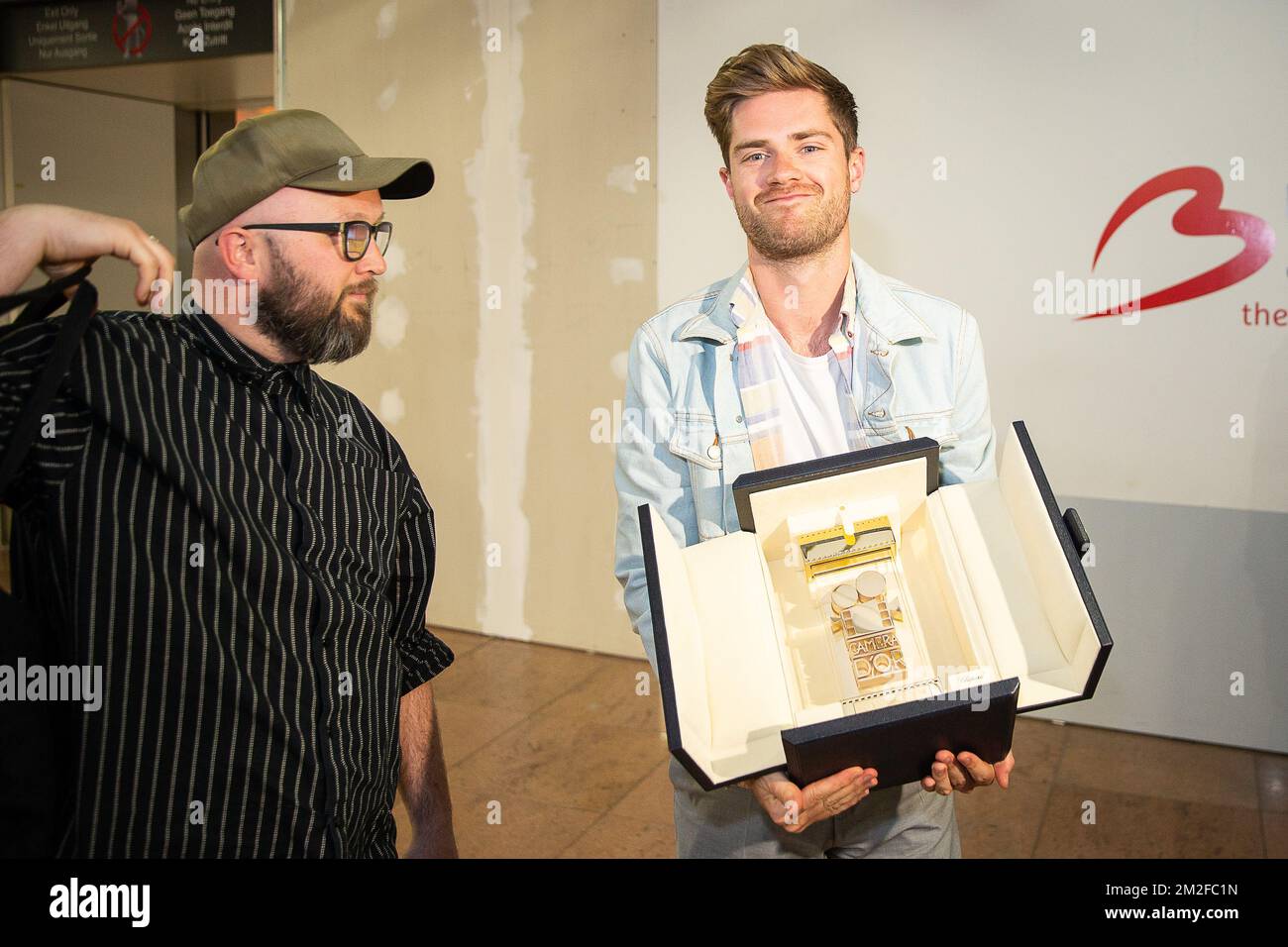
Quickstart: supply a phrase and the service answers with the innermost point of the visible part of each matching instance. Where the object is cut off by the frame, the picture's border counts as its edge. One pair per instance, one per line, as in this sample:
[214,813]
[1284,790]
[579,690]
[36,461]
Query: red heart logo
[1199,217]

********************

From the material above, set down each entry exactly, but exclude the pictures.

Quickstart: supply a phrase and the service answers with the innermost point of the visible part of each matching instance. Where the object is cut off by the frame, the picture's border counts as its edge. One pair per instance, one per line, as in this sample:
[214,813]
[1284,790]
[579,690]
[36,461]
Query: red heart logo
[1199,217]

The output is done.